Standing in a nearly as long food line waiting to order breakfast burritos was William Gensler and his wife, Chanel Gensler, both from New Orleans. In Albuquerque for just over two years, William is completing his medical residency at the University of New Mexico Hospital.
“They canceled fiesta the first year we were here (because of COVID) and last year we finally got to see a mass ascension during the second weekend,” William said. “It’s just the most incredible thing. I actually cried with joy. They’re so much bigger than you’d imagine from looking at pictures, and then you see them inflate and they’re massive, but seeing hundreds of them inflate at the same time is just overwhelming.”
Said Chanel, who works in advertising: “We’re hooked on Albuquerque and we’re not leaving.”
For about 20 years, JJ’s Concessions has been serving food and drinks at fiesta. Operator Robert Harvey said businesses in general “are just having a hard time finding people to work.” Still, he managed to assemble a team of 60, all working at a furious pace.
“It’s pretty crazy,” he said of the crowds. “We told our employees to be here before 3 a.m. One employee got here about 3:30 a.m. and said it took him 45 minutes to get into the park from Alameda and San Mateo,” just a few blocks outside the park boundaries.
While the huge turnout may be inconvenient for commuters, it’s a boon for businesses, Harvey said. “I think it’s going to be an excellent year for the balloon fiesta, for Albuquerque and for New Mexico.”
Garrity said there were no balloon crashes reported and no traffic accidents impairing access in and out of Balloon Fiesta Park. However, there was so much traffic pressure that placing attendants in parking lots where they collected fees, instead of on the feeder roads, may not have had the desired effect of moving vehicles more quickly.
“We won’t know until later in the week how effective that was,” the event spokesman said. Far clearer is the effectiveness of a new ramp at Pasadena NE routing exiting fiesta traffic directly onto southbound Interstate 25. “It worked as it was designed to do,” he said.

++++

Write out the balloon fiesta news excerpt word for word, in full.

▸ Given material:

++++

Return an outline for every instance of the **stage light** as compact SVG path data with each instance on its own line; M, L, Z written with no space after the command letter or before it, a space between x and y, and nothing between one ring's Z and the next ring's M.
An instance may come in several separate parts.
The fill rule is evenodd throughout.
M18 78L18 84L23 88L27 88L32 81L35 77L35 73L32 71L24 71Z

++++

▸ Exercise solution:
Standing in a nearly as long food line waiting to order breakfast burritos was William Gensler and his wife, Chanel Gensler, both from New Orleans. In Albuquerque for just over two years, William is completing his medical residency at the University of New Mexico Hospital.
“They canceled fiesta the first year we were here (because of COVID) and last year we finally got to see a mass ascension during the second weekend,” William said. “It’s just the most incredible thing. I actually cried with joy. They’re so much bigger than you’d imagine from looking at pictures, and then you see them inflate and they’re massive, but seeing hundreds of them inflate at the same time is just overwhelming.”
Said Chanel, who works in advertising: “We’re hooked on Albuquerque and we’re not leaving.”
For about 20 years, JJ’s Concessions has been serving food and drinks at fiesta. Operator Robert Harvey said businesses in general “are just having a hard time finding people to work.” Still, he managed to assemble a team of 60, all working at a furious pace.
“It’s pretty crazy,” he said of the crowds. “We told our employees to be here before 3 a.m. One employee got here about 3:30 a.m. and said it took him 45 minutes to get into the park from Alameda and San Mateo,” just a few blocks outside the park boundaries.
While the huge turnout may be inconvenient for commuters, it’s a boon for businesses, Harvey said. “I think it’s going to be an excellent year for the balloon fiesta, for Albuquerque and for New Mexico.”
Garrity said there were no balloon crashes reported and no traffic accidents impairing access in and out of Balloon Fiesta Park. However, there was so much traffic pressure that placing attendants in parking lots where they collected fees, instead of on the feeder roads, may not have had the desired effect of moving vehicles more quickly.
“We won’t know until later in the week how effective that was,” the event spokesman said. Far clearer is the effectiveness of a new ramp at Pasadena NE routing exiting fiesta traffic directly onto southbound Interstate 25. “It worked as it was designed to do,” he said.